■ Task list ■
1. Answer these from the reproducibility report on the cryo-EM structure prediction paper, one answer per line:
(a) Which four systems were evaluated using real, experimental maps?
(b) Which universities are the authors affiliated with?
(c) What does the report say about the release of the code?
2. Please write the next part of the reproducibility report on the cryo-EM structure prediction paper, starting after its last entry.

■ Document extract ■
• • • • • • •
Notice: The reproducibility variables underlying each score are classified using an automated LLM-based pipeline, validated against a manually labeled dataset. LLM-based classification introduces uncertainty and potential bias; scores should be interpreted as estimates. Full accuracy metrics and methodology are described in Coakley et alK. L. Coakley, T. Snelleman, H. Hoos, and O. E. Gundersen, "The embrace of open science: An analysis of a decade of AI research and 56 800 conference papers," Under Review, 2026..

Multiscale guidance of protein structure prediction with heterogeneous cryo-EM data

Authors: Rishwanth Raghu, Axel Levy, Gordon Wetzstein, Ellen D. Zhong

NeurIPS 2025 | Venue PDF | LLM Run Details

Reproducibility Variable Result LLM Response
Research Type Experimental We demonstrate results on both synthetic and real cryo-EM maps of dynamic biomolecular complexes. We evaluate our method on six biomolecular systems. For two of them, we guide Cryo Boltz with synthetic density maps (STP10 [6] and CH67 antibody [70]) and use real, experimental maps for the other four systems (P-glycoprotein [14], Pma1, CYP102A1, and Ybb AP [56]).
Researcher Affiliation Academia Rishwanth Raghu Princeton University EMAIL Axel Levy Stanford University EMAIL Gordon Wetzstein Stanford University EMAIL Ellen D. Zhong Princeton University EMAIL
Pseudocode No No specific pseudocode block or algorithm steps formatted like code are present in the paper. The methodology is described in prose in Section 3 and visualized conceptually in Figure 2.
Open Source Code No The code will be released upon publication.
• • • • • • •
■ Information provided ■
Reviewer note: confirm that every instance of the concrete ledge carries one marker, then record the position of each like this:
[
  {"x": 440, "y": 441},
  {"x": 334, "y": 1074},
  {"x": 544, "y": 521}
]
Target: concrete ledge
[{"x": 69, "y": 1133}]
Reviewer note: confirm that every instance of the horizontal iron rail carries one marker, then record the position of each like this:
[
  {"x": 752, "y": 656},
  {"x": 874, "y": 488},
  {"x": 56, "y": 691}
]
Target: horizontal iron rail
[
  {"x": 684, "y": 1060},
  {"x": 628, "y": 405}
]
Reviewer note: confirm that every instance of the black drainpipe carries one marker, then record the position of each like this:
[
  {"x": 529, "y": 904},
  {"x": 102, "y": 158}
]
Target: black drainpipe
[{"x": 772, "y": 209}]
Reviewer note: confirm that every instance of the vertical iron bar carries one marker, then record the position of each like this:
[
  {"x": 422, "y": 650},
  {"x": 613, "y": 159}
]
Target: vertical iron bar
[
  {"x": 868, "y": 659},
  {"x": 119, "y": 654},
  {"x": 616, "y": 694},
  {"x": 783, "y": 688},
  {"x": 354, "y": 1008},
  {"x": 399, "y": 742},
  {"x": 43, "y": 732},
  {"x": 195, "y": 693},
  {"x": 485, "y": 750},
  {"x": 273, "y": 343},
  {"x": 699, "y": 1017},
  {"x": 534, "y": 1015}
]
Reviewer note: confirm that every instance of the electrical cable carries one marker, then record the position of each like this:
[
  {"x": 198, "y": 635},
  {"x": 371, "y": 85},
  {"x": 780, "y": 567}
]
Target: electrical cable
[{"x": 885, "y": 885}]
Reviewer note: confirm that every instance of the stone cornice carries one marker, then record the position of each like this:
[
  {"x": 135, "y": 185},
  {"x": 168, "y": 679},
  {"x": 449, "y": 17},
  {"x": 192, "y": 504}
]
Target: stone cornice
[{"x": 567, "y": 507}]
• • • • • • •
■ Answers given ■
1.
(a) P-glycoprotein, Pma1, CYP102A1, and Ybb AP
(b) Princeton University and Stanford University
(c) The code will be released upon publication.

2.
Open Datasets Yes We evaluate our method on six biomolecular systems. For two of them, we guide Cryo Boltz with synthetic density maps (STP10 [6] and CH67 antibody [70]) and use real, experimental maps for the other four systems (P-glycoprotein [14], Pma1, CYP102A1, and Ybb AP [56]). For STP10, from the deposited atomic models of these structures (PDB:7AAQ, 7AAR) [4, 5]... For CH67 antibody, PDB:4HKX [71]... For P-glycoprotein, EMD-40226, 40259, 40258, 40227... PDB:8GMG, 8SA1, 8SA0, 8GMJ [15, 18, 17, 16]... Pma1 (EMD-64135, 64136), PDB:9UGB, 9UGC [89, 90]... CYP102A1 (EMD-27534, 27536), PDB:8DME, 8DMG [78, 79]... Ybb AP (EMD-51292, 51291), PDB:9GE7, 9GE6 [58, 57].
Dataset Splits No The paper uses various cryo-EM maps and PDB structures for evaluation, but it does not specify traditional training, validation, and test splits for these datasets within the context of its own methodology development, as it leverages a pretrained diffusion model. It describes its evaluation strategy as 'We sample 25 structures for each of three model replicates.' but this refers to the output generated, not data partitioning.
Hardware Specification Yes All experiments were performed on a single Nvidia A100 GPU with 80 GB VRAM.
Software Dependencies No The paper mentions software such as Chimera X [59] and the Geom Loss library [31], but does not provide specific version numbers for these or other software dependencies.
Experiment Setup Yes In Appendix A.5 'Guidance schedule', the paper specifies 'For the synthetic datasets, the numbers of steps in the guidance phases are Tw = 125, Tg = 25, Tl = 25, and Tr = 25. For the experimental datasets, the numbers of steps are Tw = 100, Tg = 50, Tl = 25, and Tr = 25. During the global guidance phase (for all datasets), the guidance strength is annealed along a cosine schedule from 0.25 to 0.05... During the local guidance phase, the guidance strength is made constant at λ(t) = 0.5.' Appendix A.6 'Experimental Details' further specifies parameters for each dataset, such as 'step_scale parameter... set at 3.0' for CH67 antibody, and specific thresholding and padding values for P-glycoprotein, Pma1, CYP102A1, and Ybb AP.